> Required task: Quote the appeal judgment text word for word, between "INTRODUCTION" and "of agricultural land.", inclusive.

> Selected extract:
········

IN THE HIGH COURT OF FIJI
AT LAUTOKA
CIVIL JURISDICTION


Civil Appeal No: HBA 22 of 2008L
[On Appeal from the Ba Magistrates Court Civil Action 56 of 2005]


BETWEEN:


ABU BAKAR
as executor and trustee of the estate of HABIB KHAN
and in propria personam
Appellant/ Plaintiff Below


AND:


ABU TALIB
Respondent/Defendant Below


FINAL JUDGMENT


Of: Inoke J.


Counsel Appearing: Dr. M. S. Sahu Khan for the Appellant/Plaintiff
Mr. Ashneel Sudhaka for the Respondent/Defendant


Solicitors: Sahu Khan & Sahu Khan for the Appellant/Plaintiff
K. Lawyers for the Respondent/Defendant


Date of Hearing: 7 December 2009
Date of Judgment: 21 January 2010


INTRODUCTION


[1] This is an appeal from the Ba Magistrates Court. The main point on appeal is the application of s 13 of the Crown Lands Act [Cap 132]. It concerns a Crown lease of agricultural land.

········

Dataset rows on where objects appear:
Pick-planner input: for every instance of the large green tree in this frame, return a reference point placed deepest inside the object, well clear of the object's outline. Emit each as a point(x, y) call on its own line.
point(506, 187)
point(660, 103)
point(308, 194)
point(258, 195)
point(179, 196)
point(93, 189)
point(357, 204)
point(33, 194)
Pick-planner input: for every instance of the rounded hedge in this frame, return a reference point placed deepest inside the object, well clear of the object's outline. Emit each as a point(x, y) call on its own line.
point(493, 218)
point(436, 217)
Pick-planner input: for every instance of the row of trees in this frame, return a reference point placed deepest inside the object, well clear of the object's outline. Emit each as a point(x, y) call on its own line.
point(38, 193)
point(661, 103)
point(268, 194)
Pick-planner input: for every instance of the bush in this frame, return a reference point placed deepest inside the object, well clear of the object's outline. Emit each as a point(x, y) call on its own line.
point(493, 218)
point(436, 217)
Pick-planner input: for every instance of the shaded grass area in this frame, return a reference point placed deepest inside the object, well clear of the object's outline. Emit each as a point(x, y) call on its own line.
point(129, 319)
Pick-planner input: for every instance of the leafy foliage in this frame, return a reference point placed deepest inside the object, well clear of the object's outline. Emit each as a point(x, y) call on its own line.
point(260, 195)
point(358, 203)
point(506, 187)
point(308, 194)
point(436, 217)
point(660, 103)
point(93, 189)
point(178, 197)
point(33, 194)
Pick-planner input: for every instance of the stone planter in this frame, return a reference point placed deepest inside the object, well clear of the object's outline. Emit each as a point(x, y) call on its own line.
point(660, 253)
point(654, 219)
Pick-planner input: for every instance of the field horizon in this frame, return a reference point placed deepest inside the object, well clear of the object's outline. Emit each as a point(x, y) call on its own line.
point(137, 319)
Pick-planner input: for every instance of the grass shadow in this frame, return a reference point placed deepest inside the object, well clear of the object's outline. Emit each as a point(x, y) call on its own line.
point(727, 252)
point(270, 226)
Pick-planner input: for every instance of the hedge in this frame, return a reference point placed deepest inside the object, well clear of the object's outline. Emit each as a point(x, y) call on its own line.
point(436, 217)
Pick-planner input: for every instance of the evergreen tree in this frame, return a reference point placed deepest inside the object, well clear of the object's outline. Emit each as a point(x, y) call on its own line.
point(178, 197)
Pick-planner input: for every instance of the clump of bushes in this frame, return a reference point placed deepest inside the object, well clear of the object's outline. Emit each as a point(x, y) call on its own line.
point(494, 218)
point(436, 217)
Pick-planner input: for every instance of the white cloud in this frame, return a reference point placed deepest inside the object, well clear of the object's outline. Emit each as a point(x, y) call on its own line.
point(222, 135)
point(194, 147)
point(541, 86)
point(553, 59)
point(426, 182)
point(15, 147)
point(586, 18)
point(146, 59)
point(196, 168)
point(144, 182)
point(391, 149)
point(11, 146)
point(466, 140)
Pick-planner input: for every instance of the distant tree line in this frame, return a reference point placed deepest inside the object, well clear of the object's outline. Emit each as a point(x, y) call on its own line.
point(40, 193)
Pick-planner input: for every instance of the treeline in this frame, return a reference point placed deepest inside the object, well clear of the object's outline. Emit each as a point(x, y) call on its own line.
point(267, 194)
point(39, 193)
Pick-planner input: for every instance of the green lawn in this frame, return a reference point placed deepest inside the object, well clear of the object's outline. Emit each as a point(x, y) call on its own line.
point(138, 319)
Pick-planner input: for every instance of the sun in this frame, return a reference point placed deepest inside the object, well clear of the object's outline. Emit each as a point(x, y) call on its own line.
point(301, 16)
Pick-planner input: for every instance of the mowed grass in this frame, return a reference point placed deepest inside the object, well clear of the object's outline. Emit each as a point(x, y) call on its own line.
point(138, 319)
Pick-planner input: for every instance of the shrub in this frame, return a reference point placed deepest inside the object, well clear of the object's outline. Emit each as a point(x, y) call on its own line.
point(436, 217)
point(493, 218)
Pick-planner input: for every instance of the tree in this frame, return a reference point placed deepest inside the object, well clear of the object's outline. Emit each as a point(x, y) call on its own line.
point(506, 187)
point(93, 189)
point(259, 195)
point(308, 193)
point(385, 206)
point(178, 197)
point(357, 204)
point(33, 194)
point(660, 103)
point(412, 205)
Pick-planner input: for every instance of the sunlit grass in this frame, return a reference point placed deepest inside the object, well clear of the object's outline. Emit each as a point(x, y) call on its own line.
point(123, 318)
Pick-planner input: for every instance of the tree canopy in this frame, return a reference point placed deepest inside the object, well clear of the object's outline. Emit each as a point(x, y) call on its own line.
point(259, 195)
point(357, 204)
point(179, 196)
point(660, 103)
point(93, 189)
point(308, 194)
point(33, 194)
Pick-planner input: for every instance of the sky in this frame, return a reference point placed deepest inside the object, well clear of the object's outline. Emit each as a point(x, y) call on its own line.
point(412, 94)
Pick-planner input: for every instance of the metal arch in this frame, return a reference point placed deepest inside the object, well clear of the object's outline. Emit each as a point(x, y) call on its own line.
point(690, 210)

········

> Full response:
INTRODUCTION


[1] This is an appeal from the Ba Magistrates Court. The main point on appeal is the application of s 13 of the Crown Lands Act [Cap 132]. It concerns a Crown lease of agricultural land.